_Page extract_.
------------

- Born: July 6, 1948 (age 78) Syracuse, New York
- Occupation: author
- Writing career
- Genre: Speculative fiction

= Ray Aldridge =

American author of speculative fiction

Raymon Huebert Aldridge is an American author of speculative fiction. He writes under the name Ray Aldridge.

==Life and writing career==
Aldridge was born in Syracuse, New York. The appearance of his first published work of science fiction has been credited to the July 1987 issue of Amazing Stories, although an earlier work seems to have previously appeared in the anthology L. Ron Hubbard Presents Writers of the Future, Volume II in March 1986. Aldridge's style has been likened to those of Cordwainer Smith and Jack Vance.

------------

_Data segment_.
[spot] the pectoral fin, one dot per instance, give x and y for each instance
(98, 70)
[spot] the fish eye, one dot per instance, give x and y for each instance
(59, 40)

------------

_What is asked_.
[A] In the Ray Aldridge biography, which magazine issue is credited with his first published work of science fiction?
[B] Translate this sentence from the Ray Aldridge biography into Spanish: "Aldridge's style has been likened to those of Cordwainer Smith and Jack Vance."

_Replies_.
[A] The July 1987 issue of Amazing Stories.

[B] El estilo de Aldridge ha sido comparado con los de Cordwainer Smith y Jack Vance.